A word-for-word transcription of the data below is required.

# Records supplied
══════
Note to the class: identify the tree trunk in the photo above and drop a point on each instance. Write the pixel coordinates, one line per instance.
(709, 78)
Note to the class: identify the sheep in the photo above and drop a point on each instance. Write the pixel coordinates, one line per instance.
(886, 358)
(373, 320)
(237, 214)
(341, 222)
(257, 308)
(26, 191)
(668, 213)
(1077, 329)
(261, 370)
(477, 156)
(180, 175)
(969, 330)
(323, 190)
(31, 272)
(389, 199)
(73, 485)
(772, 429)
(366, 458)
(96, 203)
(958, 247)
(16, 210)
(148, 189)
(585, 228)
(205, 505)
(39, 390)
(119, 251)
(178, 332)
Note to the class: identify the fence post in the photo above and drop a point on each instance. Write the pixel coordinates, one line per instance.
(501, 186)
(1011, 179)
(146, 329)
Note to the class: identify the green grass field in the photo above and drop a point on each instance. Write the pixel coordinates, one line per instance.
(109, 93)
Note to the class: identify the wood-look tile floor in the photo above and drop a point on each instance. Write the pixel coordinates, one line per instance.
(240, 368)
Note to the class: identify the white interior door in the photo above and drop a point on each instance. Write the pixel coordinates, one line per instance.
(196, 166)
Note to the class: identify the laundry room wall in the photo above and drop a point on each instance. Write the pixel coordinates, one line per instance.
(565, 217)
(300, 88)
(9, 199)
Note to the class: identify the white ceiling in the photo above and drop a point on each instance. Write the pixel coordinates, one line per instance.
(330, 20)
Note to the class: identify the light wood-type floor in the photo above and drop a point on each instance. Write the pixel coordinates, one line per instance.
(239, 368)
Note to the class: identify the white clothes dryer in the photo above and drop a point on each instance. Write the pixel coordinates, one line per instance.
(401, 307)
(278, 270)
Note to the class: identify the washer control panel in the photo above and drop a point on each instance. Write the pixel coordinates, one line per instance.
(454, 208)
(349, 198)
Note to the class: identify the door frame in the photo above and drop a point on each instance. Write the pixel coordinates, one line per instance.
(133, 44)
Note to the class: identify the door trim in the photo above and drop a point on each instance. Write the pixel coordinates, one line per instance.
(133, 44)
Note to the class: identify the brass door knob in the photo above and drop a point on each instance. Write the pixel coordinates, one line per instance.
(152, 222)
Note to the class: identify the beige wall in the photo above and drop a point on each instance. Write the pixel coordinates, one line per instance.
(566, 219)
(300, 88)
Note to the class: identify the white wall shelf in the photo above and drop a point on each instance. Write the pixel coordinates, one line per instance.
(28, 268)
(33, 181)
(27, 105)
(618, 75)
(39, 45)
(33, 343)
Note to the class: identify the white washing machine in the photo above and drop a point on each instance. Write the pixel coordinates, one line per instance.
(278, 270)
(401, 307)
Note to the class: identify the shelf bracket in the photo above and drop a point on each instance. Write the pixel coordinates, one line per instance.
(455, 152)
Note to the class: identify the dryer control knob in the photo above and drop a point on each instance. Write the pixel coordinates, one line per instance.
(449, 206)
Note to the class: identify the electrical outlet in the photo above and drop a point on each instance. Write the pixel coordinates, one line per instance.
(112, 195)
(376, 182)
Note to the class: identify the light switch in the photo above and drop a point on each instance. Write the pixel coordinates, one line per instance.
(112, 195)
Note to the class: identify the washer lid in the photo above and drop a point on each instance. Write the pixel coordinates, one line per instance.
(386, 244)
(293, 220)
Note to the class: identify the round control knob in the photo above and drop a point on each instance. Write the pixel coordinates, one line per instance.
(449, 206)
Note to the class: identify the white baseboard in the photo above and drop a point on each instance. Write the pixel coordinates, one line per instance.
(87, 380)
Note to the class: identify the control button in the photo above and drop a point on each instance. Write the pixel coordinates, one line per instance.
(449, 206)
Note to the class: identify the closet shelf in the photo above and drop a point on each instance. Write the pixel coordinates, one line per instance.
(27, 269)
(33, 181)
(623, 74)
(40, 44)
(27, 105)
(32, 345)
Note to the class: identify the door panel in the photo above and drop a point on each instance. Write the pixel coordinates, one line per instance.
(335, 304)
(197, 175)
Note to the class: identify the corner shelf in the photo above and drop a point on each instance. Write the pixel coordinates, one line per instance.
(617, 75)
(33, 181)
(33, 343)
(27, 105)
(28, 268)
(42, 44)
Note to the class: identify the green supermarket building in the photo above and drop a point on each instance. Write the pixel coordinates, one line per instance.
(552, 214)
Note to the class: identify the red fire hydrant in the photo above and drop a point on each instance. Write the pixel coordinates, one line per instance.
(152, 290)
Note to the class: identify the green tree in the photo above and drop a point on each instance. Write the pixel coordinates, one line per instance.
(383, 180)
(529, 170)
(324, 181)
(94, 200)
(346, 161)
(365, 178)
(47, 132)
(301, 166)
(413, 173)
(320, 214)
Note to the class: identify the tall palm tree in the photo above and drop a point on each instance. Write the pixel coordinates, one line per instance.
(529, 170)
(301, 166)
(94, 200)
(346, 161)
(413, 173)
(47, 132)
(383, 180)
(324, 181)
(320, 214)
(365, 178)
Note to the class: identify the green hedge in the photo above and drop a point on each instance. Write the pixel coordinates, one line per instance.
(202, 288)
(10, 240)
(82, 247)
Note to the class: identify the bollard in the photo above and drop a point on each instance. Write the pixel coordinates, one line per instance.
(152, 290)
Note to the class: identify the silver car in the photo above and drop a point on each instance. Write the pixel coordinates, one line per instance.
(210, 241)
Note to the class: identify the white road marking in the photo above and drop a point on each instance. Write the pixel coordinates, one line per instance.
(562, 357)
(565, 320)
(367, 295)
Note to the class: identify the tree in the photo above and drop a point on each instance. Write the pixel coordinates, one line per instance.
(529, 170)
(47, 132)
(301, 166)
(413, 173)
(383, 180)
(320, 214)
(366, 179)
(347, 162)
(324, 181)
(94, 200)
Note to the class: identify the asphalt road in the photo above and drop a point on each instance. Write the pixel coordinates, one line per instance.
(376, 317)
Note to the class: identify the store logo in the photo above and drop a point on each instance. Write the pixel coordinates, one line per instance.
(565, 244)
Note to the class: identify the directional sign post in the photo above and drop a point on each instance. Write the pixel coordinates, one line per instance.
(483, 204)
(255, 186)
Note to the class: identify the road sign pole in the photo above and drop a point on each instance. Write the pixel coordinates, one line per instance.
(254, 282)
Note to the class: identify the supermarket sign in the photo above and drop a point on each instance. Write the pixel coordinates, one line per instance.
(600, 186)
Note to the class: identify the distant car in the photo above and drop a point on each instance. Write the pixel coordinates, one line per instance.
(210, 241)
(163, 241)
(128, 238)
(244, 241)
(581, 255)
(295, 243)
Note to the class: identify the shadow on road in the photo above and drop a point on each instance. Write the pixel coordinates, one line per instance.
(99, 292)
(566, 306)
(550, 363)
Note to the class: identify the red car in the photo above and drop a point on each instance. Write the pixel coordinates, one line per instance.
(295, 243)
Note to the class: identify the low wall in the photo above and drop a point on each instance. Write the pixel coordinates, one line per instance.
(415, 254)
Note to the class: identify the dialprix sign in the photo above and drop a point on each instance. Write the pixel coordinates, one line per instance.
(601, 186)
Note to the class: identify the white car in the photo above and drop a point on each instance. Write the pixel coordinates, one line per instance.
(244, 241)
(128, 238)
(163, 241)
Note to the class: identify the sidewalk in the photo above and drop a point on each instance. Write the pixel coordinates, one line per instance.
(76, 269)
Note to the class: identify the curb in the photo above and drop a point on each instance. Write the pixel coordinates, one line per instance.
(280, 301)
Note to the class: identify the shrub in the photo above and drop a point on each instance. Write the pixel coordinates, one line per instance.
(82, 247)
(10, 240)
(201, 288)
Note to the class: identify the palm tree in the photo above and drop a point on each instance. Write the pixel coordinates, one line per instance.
══════
# Problem solution
Note to the class: identify the tree trunk in the photo above and drop a point on each instance. Write the pixel coordinates, one line per instance.
(709, 78)
Note to the class: identify the sheep in the photo above and drop a point on each instance. Write the pixel coordinates, one line per instance.
(886, 358)
(373, 320)
(237, 214)
(341, 222)
(257, 308)
(26, 191)
(668, 213)
(1077, 329)
(261, 370)
(477, 156)
(180, 175)
(969, 330)
(323, 190)
(31, 272)
(389, 199)
(73, 485)
(772, 429)
(366, 458)
(96, 203)
(958, 247)
(16, 210)
(148, 189)
(585, 228)
(205, 505)
(39, 390)
(119, 251)
(178, 332)
Note to the class: identify the fence post in the photo above and drop a point on each instance. Write the pixel coordinates, one line per instance.
(501, 186)
(1011, 179)
(146, 329)
Note to the class: identify the green grass field in the photo above and drop a point on each instance. Write the pixel coordinates, one line per instance.
(109, 93)
Note to the class: identify the wood-look tile floor in the photo above and drop a point on each instance. Write the pixel coordinates, one line per instance.
(240, 368)
Note to the class: identify the white interior door in the photo above and drop a point on each instance. Write the pixel coordinates, one line per instance.
(196, 166)
Note to the class: identify the laundry room wall in the photo above and drop a point on each instance. Write the pixel coordinates, one line per instance.
(565, 217)
(300, 88)
(9, 199)
Note to the class: identify the white ceiling in the photo above and drop a point on each instance. Write the pixel coordinates, one line per instance.
(330, 20)
Note to the class: identify the light wood-type floor in the photo above and drop a point on each instance. Write the pixel coordinates, one line per instance.
(239, 368)
Note to the class: identify the white clothes dryer in the photo above and drop a point on each instance. Write the pixel coordinates, one line per instance.
(401, 307)
(278, 270)
Note to the class: identify the washer control panel in the photo above and drop a point on each instance. Write the pixel coordinates, one line per instance.
(454, 208)
(349, 198)
Note to the class: identify the door frame in the photo above and drop a point on each instance. Write the pixel coordinates, one line per instance.
(133, 44)
Note to the class: identify the door trim in the photo above and drop a point on each instance. Write the pixel coordinates, one line per instance.
(133, 44)
Note to the class: identify the brass door knob in the photo above and drop a point on each instance. Write the pixel coordinates, one line per instance.
(152, 222)
Note to the class: identify the beige wall in the photo above and drop a point on each instance. Write the pixel coordinates, one line per instance.
(566, 219)
(300, 88)
Note to the class: identify the white wall shelf in the photo above and drop a point on each instance. Write the pixel coordinates, one line per instance.
(28, 268)
(33, 181)
(27, 105)
(618, 75)
(39, 45)
(33, 343)
Note to the class: identify the white washing machine in the photo above and drop a point on each instance. Write the pixel coordinates, one line per instance.
(278, 270)
(401, 307)
Note to the class: identify the shelf bracket in the photo above and drop a point on each instance. Write the pixel coordinates, one line per instance.
(455, 152)
Note to the class: identify the dryer control knob in the photo above and drop a point on each instance. Write the pixel coordinates, one line per instance.
(449, 206)
Note to the class: identify the electrical outlet in the photo above and drop a point on each instance. Write the pixel coordinates, one line per instance.
(112, 195)
(376, 182)
Note to the class: identify the light switch in the photo above and drop a point on each instance. Write the pixel coordinates, one line per instance.
(112, 195)
Note to the class: identify the washer lid in the photo above and drop a point on each instance. Write the pixel coordinates, one line per instance.
(386, 244)
(293, 220)
Note to the class: identify the round control knob in the photo above and drop a point on each instance. Write the pixel coordinates, one line per instance.
(449, 206)
Note to the class: identify the white baseboard in the photo above and drop a point on each instance. Write the pixel coordinates, one line per instance.
(87, 380)
Note to the class: identify the control button in the photo above and drop a point on each instance. Write the pixel coordinates, one line per instance.
(449, 206)
Note to the class: identify the closet shelf in the photo above and drop a point on each instance. Write the pixel coordinates, one line per instance.
(27, 269)
(33, 181)
(623, 74)
(40, 44)
(27, 105)
(32, 345)
Note to the class: identify the door panel in the photo above and drop a point on each instance. Write the pixel coordinates, one line per instance.
(335, 304)
(197, 175)
Note to the class: identify the corner shelf in the photo above and drop a point on each instance. Write the pixel coordinates, one line per instance.
(617, 75)
(33, 181)
(33, 343)
(27, 105)
(28, 268)
(42, 44)
Note to the class: identify the green supermarket building in the photo above and drop a point on each instance. Write the pixel coordinates, one line per instance.
(552, 214)
Note to the class: identify the red fire hydrant in the photo above and drop a point on each instance. Write the pixel coordinates, one line per instance.
(152, 290)
Note to the class: identify the green tree in the photo above and drop a point on each instance. Write the pixel coordinates, one line per instance.
(383, 180)
(529, 170)
(324, 181)
(94, 200)
(346, 161)
(365, 178)
(47, 132)
(301, 166)
(413, 173)
(320, 214)
Note to the class: identify the tall palm tree in the photo above and drop a point on each instance. Write the pixel coordinates, one line per instance.
(529, 170)
(301, 166)
(94, 200)
(346, 161)
(413, 173)
(47, 132)
(383, 180)
(324, 181)
(320, 214)
(365, 178)
Note to the class: identify the green hedge in the photo above and drop a point on each instance. Write the pixel coordinates, one line per instance.
(202, 288)
(10, 240)
(82, 247)
Note to the class: identify the bollard in the photo above and drop a point on each instance. Write the pixel coordinates, one line per instance.
(152, 290)
Note to the class: identify the silver car in the photo above and drop a point on each instance. Write the pixel coordinates, one line per instance.
(210, 241)
Note to the class: identify the white road marking in the photo above and drop a point on each instance. Write the pixel coordinates, one line per instance.
(562, 357)
(565, 320)
(367, 295)
Note to the class: identify the tree in the photo above and drop a point on each instance. Write the pixel coordinates, one line per instance.
(529, 170)
(47, 132)
(301, 166)
(413, 173)
(383, 180)
(320, 214)
(366, 179)
(347, 162)
(324, 181)
(94, 200)
Note to the class: identify the asphalt road in the photo above and drop a point on each instance. Write the pixel coordinates, one line per instance.
(376, 317)
Note to the class: identify the store logo in the photo above and drop a point on each instance. Write the pixel coordinates, one line per instance.
(565, 244)
Note to the class: identify the directional sign post in the photo above and drop a point on each instance. Write the pixel coordinates, one line per instance.
(483, 204)
(255, 186)
Note to the class: identify the road sign pole in the photo above and drop a point on each instance. Write the pixel coordinates, one line per instance.
(254, 282)
Note to the class: identify the supermarket sign in the photo above and drop a point on each instance. Write the pixel coordinates, one line per instance.
(600, 186)
Note to the class: identify the distant car in the photo above and drop a point on each instance. Write the pixel coordinates, one line per instance.
(210, 241)
(163, 241)
(128, 238)
(244, 241)
(581, 255)
(295, 243)
Note to the class: identify the shadow on road in the photo above and drop a point on each instance. Write the pixel coordinates, one line per instance.
(99, 292)
(566, 306)
(550, 363)
Note to the class: identify the red car in the photo above and drop a point on each instance. Write the pixel coordinates, one line per instance.
(295, 243)
Note to the class: identify the low wall in the photo above and drop a point on each instance. Write the pixel coordinates, one line per instance.
(415, 254)
Note to the class: identify the dialprix sign in the photo above and drop a point on each instance. Write the pixel coordinates, one line per instance.
(601, 186)
Note to the class: identify the white car in the photo above and drop a point on each instance. Write the pixel coordinates, one line per instance.
(244, 241)
(128, 238)
(163, 241)
Note to the class: identify the sidewalk in the photo above and drop a point on each instance. Write the pixel coordinates, one line per instance.
(76, 269)
Note to the class: identify the curb in the photo above and drop a point on each instance. Write the pixel coordinates, one line per instance.
(280, 301)
Note to the class: identify the shrub in the photo above and drop a point on each instance. Write the pixel coordinates, one line per instance.
(82, 247)
(10, 240)
(201, 288)
Note to the class: identify the palm tree in the photo above and drop a point on each instance. Write the pixel coordinates, one line per instance.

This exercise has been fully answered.